### RECORDS PROVIDED
········

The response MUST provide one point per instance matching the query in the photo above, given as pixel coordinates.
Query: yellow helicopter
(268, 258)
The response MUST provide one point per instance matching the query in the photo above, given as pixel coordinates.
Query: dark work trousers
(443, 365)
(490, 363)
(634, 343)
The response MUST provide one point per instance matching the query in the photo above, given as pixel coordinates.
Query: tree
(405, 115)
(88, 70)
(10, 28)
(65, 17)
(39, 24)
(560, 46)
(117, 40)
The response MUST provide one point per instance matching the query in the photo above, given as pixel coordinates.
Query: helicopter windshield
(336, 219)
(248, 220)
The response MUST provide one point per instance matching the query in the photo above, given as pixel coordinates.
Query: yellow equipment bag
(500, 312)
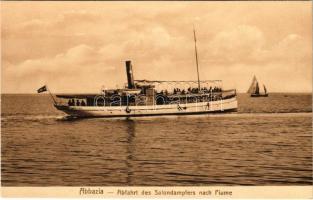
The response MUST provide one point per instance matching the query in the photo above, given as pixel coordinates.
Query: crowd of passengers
(192, 90)
(71, 102)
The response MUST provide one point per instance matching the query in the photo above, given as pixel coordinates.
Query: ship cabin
(146, 92)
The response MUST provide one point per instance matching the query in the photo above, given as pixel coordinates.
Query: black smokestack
(130, 77)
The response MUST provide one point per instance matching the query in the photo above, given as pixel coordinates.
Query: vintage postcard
(156, 99)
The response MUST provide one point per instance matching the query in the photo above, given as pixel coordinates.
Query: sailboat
(254, 89)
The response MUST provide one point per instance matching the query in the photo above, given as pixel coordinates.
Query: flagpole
(55, 102)
(196, 54)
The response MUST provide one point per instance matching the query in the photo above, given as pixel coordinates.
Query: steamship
(151, 98)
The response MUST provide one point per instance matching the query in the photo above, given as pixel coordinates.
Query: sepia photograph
(195, 98)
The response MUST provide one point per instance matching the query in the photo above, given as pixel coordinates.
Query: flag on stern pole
(42, 89)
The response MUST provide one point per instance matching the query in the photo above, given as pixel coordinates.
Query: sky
(77, 47)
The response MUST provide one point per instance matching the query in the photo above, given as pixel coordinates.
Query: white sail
(253, 86)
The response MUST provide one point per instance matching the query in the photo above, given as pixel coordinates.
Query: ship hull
(221, 106)
(259, 95)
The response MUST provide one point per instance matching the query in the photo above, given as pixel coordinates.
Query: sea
(268, 142)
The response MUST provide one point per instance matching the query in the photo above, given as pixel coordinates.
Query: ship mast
(196, 53)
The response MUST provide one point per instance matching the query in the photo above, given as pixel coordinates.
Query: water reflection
(130, 148)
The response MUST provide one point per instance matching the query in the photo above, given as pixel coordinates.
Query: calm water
(268, 142)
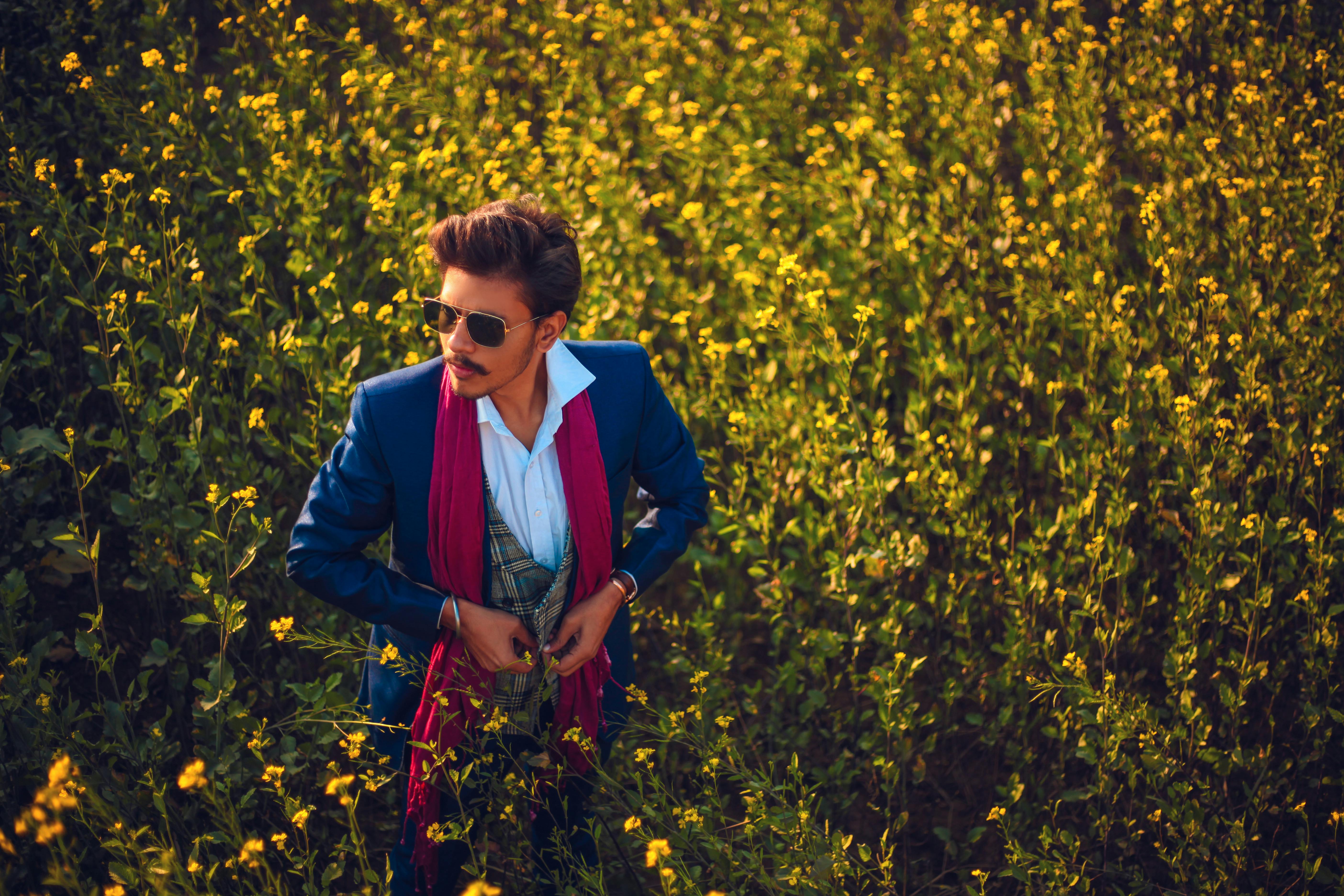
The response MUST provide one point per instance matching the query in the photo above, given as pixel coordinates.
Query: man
(490, 563)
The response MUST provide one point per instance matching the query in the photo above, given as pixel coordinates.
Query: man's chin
(471, 387)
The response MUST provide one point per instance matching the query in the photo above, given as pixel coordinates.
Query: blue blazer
(378, 477)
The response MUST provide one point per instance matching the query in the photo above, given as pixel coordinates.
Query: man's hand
(494, 639)
(582, 629)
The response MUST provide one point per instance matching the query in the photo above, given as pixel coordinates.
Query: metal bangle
(627, 596)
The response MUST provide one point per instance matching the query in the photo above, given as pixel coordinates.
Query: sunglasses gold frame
(467, 315)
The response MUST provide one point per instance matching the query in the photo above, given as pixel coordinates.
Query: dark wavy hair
(515, 240)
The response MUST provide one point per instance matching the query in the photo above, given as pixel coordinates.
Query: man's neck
(522, 402)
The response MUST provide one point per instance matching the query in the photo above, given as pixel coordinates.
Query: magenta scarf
(458, 691)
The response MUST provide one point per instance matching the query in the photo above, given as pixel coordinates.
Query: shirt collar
(565, 379)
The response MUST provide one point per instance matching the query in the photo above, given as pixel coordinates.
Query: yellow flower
(251, 850)
(658, 850)
(193, 776)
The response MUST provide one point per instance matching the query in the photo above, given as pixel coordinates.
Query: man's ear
(549, 330)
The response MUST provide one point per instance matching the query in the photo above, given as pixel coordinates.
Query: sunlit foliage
(1011, 338)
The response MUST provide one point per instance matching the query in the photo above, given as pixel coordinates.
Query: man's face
(475, 370)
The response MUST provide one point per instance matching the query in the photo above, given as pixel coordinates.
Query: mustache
(462, 361)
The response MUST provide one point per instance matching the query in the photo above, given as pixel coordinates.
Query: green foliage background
(1011, 338)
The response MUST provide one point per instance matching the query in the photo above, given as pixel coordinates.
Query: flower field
(1011, 338)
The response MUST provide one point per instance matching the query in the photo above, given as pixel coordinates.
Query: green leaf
(147, 448)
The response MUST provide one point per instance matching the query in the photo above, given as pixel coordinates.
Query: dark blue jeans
(564, 811)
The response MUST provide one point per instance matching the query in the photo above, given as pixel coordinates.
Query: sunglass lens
(486, 330)
(440, 316)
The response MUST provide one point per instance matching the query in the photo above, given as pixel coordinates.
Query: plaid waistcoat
(522, 586)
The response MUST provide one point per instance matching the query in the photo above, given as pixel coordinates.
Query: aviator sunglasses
(486, 330)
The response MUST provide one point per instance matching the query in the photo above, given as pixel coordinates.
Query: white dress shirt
(527, 486)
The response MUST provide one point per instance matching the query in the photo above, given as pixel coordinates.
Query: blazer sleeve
(671, 479)
(350, 504)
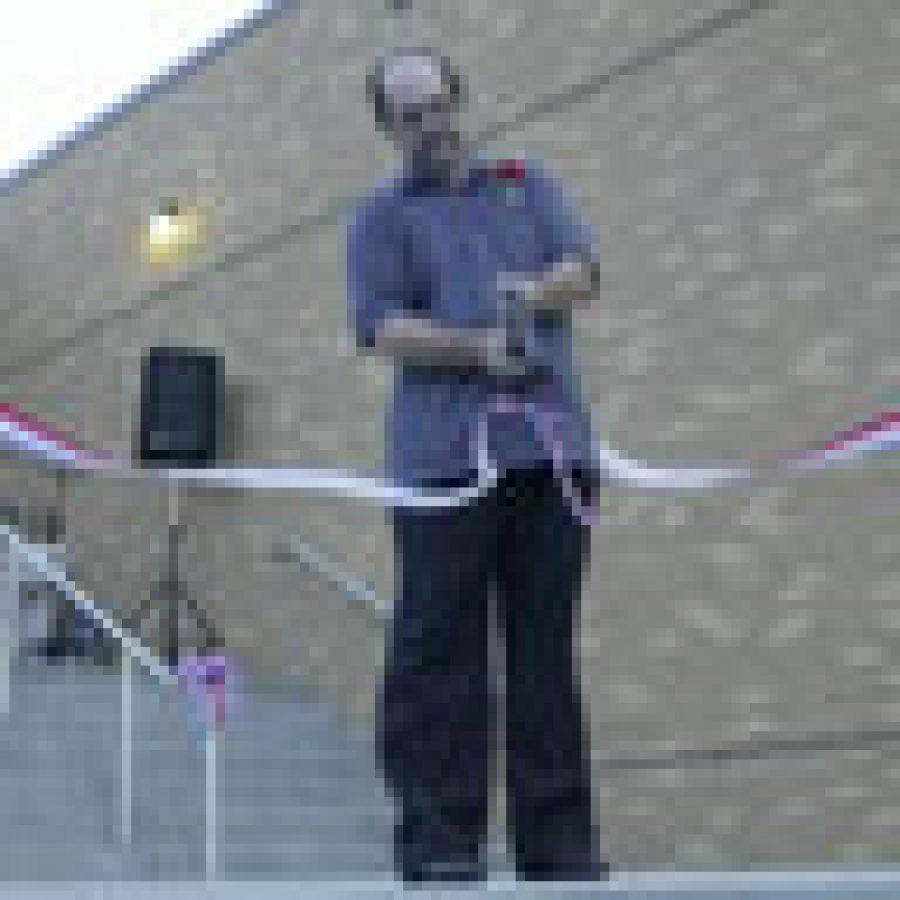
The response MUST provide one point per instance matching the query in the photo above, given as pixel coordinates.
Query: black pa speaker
(180, 399)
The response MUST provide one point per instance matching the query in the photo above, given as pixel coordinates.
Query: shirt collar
(418, 183)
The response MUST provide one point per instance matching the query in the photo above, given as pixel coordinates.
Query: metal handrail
(37, 558)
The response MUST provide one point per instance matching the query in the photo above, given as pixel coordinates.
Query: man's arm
(408, 338)
(570, 284)
(572, 273)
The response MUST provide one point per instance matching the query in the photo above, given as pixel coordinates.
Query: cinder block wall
(742, 179)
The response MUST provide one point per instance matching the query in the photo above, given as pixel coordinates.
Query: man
(426, 252)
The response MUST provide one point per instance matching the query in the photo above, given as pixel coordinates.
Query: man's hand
(508, 363)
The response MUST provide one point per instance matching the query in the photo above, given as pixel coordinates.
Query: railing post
(9, 638)
(126, 811)
(212, 827)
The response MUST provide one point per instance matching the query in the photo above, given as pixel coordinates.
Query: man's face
(423, 117)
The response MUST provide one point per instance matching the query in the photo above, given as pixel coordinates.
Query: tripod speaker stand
(179, 413)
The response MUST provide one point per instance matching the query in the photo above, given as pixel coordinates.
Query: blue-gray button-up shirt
(417, 249)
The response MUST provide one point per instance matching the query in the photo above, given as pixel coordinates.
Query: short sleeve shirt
(415, 248)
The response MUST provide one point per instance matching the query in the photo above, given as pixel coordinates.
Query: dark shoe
(568, 870)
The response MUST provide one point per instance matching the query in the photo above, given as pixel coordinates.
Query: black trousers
(438, 706)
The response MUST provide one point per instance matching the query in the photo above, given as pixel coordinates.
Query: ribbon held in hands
(210, 683)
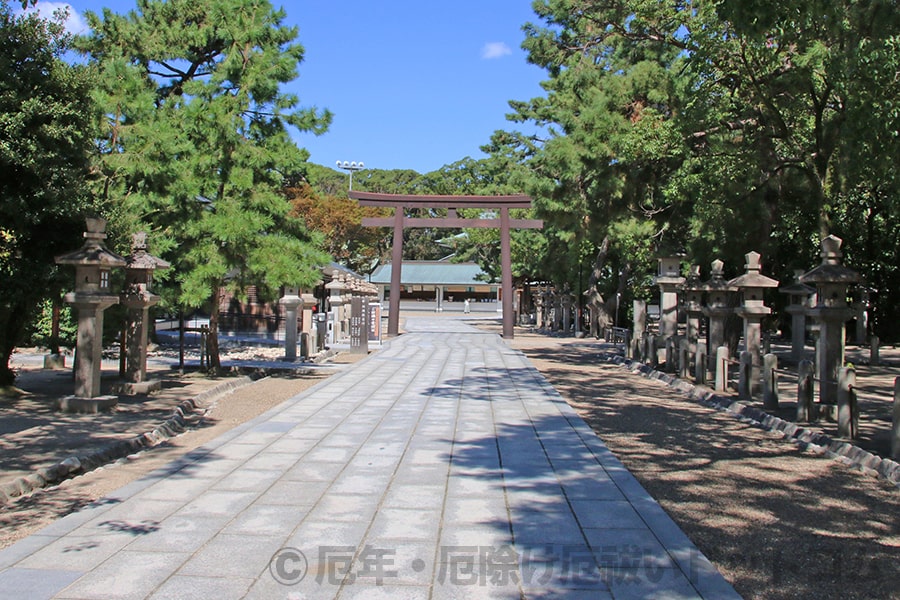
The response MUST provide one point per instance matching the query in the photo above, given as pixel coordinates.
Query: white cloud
(75, 24)
(493, 50)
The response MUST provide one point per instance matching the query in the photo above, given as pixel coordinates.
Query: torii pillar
(400, 202)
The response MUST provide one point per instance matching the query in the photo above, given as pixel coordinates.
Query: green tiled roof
(430, 273)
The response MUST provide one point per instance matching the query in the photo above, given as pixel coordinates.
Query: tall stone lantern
(138, 297)
(831, 312)
(752, 284)
(799, 294)
(717, 309)
(669, 280)
(93, 265)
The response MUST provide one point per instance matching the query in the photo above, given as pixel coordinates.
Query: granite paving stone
(441, 466)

········

### WORK REQUEST
Output all the records above exactly, but without their images.

### ANSWER SECTION
The response MUST provide one point per instance matching the query in the photo above, given as pixel coordinates.
Query: yellow helicopter
(268, 258)
The response MUST provide one point per instance matching the query in the photo above, given as pixel coordinates.
Query: dark work trousers
(443, 365)
(490, 363)
(634, 343)
The response MUST provide one point per instance matching the query in the photo above, given as pixel coordinates.
Query: tree
(405, 115)
(88, 70)
(10, 28)
(65, 17)
(39, 24)
(560, 46)
(117, 40)
The response MUST provide one point per instance matching the query in the photo above, given as pixel coordinates.
Query: helicopter windshield
(336, 219)
(248, 220)
The response MUST provide one point per instance matching the query in the photo above, given as pixel coordinates.
Query: yellow equipment bag
(500, 312)
The response MUST provide one point per instance matching the query in the photo above, given as pixel coordinates.
Query: crowd of passengers
(192, 90)
(71, 102)
The response MUST provide one point per instance matching the query in the photo above, given as pixel coordinates.
Query: ship cabin
(146, 92)
The response MUST provide one point per instance matching the query in the photo above, given as pixel coordinates.
Query: black smokestack
(130, 77)
The response MUST provide one point per instance matching the query in the photo above, given as pixel coordinates.
Query: vintage postcard
(156, 99)
The response MUST provide one point per instance matching the query in the photo above, given as pixel coordinates.
Query: sailboat
(254, 89)
The response MUST provide one point per instance matching the query in the photo above, given as pixel coordinates.
Query: flagpole
(55, 102)
(196, 54)
The response MUST provide one point per instance matching the query in the photo above, given as pixel coordinates.
Query: steamship
(151, 98)
The response MUST provide one point per instance matching the query in the photo above, given as pixel coordinates.
Query: sepia photograph
(195, 98)
The response MUST provide one point per instance matching the query in the photo above, given as pixel coordinates.
Query: flag on stern pole
(42, 89)
The response MUST provide one point per instance matching the query in the photo above, given as pixel coordinates.
Query: sky
(77, 47)
The response MUST provide one point per instance matching the query in the photo above, given as pixel coordinates.
Query: white sail
(253, 86)
The response MUST provide one point per instance matching the query in the photo above, given as pixel coordinates.
Query: ship hull
(221, 106)
(259, 95)
The response MUST provide one point per instance matching the query in the photo above, given as pixel coordinates.
Query: sea
(268, 142)
The response MUST provide one point per instance matching the query in the photo above, given as pixel coordinates.
Query: ship mast
(196, 53)
The response MUST provide one point per instance matching the query in the photo above, given as pixel coordinates.
Query: water reflection
(130, 148)
The response MUST provide one point per instance matching the query in the photo above, given as pixel coordinates.
Query: calm water
(268, 142)
The response MUST provide one point per instance matching the query in the photo above, given as pixel coordinates.
Query: man
(490, 563)
The response MUST provide one point per instance matching the query in the photo above, given as pixel coordinates.
Query: man's chin
(471, 387)
The response MUST provide one point per instance matching the query in the photo above, given as pixel coordinates.
Query: blue blazer
(378, 477)
The response MUST provide one point per instance matching the query in the photo above, given as pixel coordinates.
Query: man's hand
(494, 639)
(582, 629)
The response MUST provide one point per instance matching the query in the photo above, given as pixel coordinates.
Query: metal bangle
(627, 596)
The response MUST provide one point per instance matching the query in the photo above, given as pixel coordinates.
Query: sunglasses gold frame
(467, 315)
The response MUST provide one point per instance matching the query in the photo above, given as pixel coordinates.
Query: dark wavy hair
(515, 240)
The response MUST provide one point per instance matching the query in the photo above, given as pixel coordinates.
Query: man's neck
(522, 402)
The response MUST provide one point per instance matching the query in the photo above, given as pixel coordinates.
Query: magenta scarf
(458, 691)
The response MUST provide one point per instance matching the query in the photo above, given as pixel coordinates.
Query: shirt collar
(565, 379)
The response MUST provide one point per instance matching the query in the photo above, given as pixel coordinates.
Query: yellow flower
(251, 850)
(658, 850)
(193, 776)
The response MUST provide one point per instance matching the query in the photo above, given as pixel coordinates.
Query: man's ear
(549, 330)
The response MUST provide one point per instance matching the query in the photo above, given as pixel coordinates.
Query: sunlit foliage
(1011, 338)
The response MUST provide one point per instance matching the query in the photo above, given as pixel coordinates.
Query: man's face
(475, 370)
The response MUST provide one point per instance matching the query in the photo above, given as pixel coordinates.
Query: mustache
(462, 361)
The response MUST provide one point per instance matching the query in the photo above, given as pixel coordinates.
Query: green foliage background
(1011, 338)
The response MUST provide one point per instance matching the query in the photo above, given as pixel coordinates.
Query: flower field
(1011, 338)
The response MUST provide one point per instance matching the query in the photo above, given as pixel coordinates.
Query: green leaf
(147, 448)
The response MUST provide one point per instance matching the query in the photo above, given as pixel coordinates.
Query: dark blue jeans
(564, 811)
The response MUST provide one point per instance matching the query in the photo above, given as pixel coordinates.
Query: sunglass lens
(486, 330)
(440, 316)
The response MUST provide one point per instance matching the query in the photo above, given as pixel coordinates.
Query: plaid waistcoat
(522, 586)
The response MUST provide one point per instance matching the query in the photo above, given as pixel coordinates.
Query: aviator sunglasses
(486, 330)
The response MUST provide one point per instance matching the query in the photo above, given as pixel coordinates.
Query: white dress shirt
(527, 486)
The response MUST provide one point per instance matching the query in the photo above, given as pixel coordinates.
Query: blazer sleeve
(671, 479)
(350, 504)
The response MUST provide one point per instance matching the query in the photo above, given as pixel coordinates.
Query: black pa speaker
(180, 399)
The response MUST provide one point per instance matching the query in the photo above, given as pixel coordinates.
Query: shirt collar
(418, 183)
The response MUST provide one point per instance matching the query in the photo above, given as pixel coordinates.
Query: metal handrail
(37, 558)
The response MUST provide one point per instance matching the query in the photo above, given as pixel coordinates.
Query: man's arm
(408, 338)
(570, 284)
(572, 273)
The response MUST provide one point per instance matching the query in the photo above, given as pixel coordinates.
Query: cinder block wall
(742, 179)
The response MUST provide one point per instance matching the query in the photo above, given as pixel coordinates.
Query: man
(426, 252)
The response MUST provide one point per instance matching the query in the photo above, given as pixel coordinates.
Query: man's hand
(508, 363)
The response MUST provide one point per instance matching the query in the photo above, given as pixel coordinates.
Query: railing post
(9, 638)
(126, 811)
(212, 827)
The response MUST provide one point per instance matching the query in the photo above, given as pixel coordinates.
Query: man's face
(423, 117)
The response MUST provide one point per instance matching the query in the photo above, given as pixel coordinates.
Query: tripod speaker stand
(179, 413)
The response MUST provide one point per instance matching the query in the photo above, given as pixel coordinates.
Query: blue-gray button-up shirt
(417, 249)
The response MUST provide one point per instance matching the query in the photo above, given as pixel coordinates.
Query: short sleeve shirt
(415, 248)
The response MUST provide one point per instance matching the query in the photo above, given as pixel coordinates.
Query: dark shoe
(568, 870)
The response MUST provide one point per instance matching the query in the photo above, given as pixel coordinates.
Query: black trousers
(438, 706)
The response MUST provide one point per instance matching the query in the photo above, given as pixel coordinates.
Query: ribbon held in hands
(210, 683)
The response MUST provide one point per instance matching the query in the photo above, given as pixel coordinates.
Query: white cloud
(75, 24)
(493, 50)
The response MUST provide one point per instance matching the query in the photo above, given as pixel coordinates.
Query: torii pillar
(400, 202)
The response MUST provide one point per instance matching the query in the photo above, given as pixel coordinates.
Query: green tiled roof
(430, 273)
The response MUST provide one point per instance matching the query in the photo above, given as pixel coordinates.
Query: tall stone lantern
(138, 297)
(831, 312)
(752, 284)
(799, 294)
(717, 309)
(669, 280)
(93, 265)
The response MUST provide one point per instance matching the query in the photo above, given as pixel coordinates.
Query: granite paving stone
(441, 466)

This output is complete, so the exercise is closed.